Problem statement => Write out the following rows line for line, with every character unchanged.

Records for the exercise =>
------------------------------------
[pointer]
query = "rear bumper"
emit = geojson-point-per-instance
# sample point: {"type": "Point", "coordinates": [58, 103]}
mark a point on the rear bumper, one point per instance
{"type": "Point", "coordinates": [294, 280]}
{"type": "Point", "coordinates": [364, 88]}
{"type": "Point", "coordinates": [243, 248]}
------------------------------------
Response to the task =>
[pointer]
query = "rear bumper"
emit = geojson-point-per-instance
# sample point: {"type": "Point", "coordinates": [58, 103]}
mark a point on the rear bumper, one point per instance
{"type": "Point", "coordinates": [294, 280]}
{"type": "Point", "coordinates": [364, 88]}
{"type": "Point", "coordinates": [243, 248]}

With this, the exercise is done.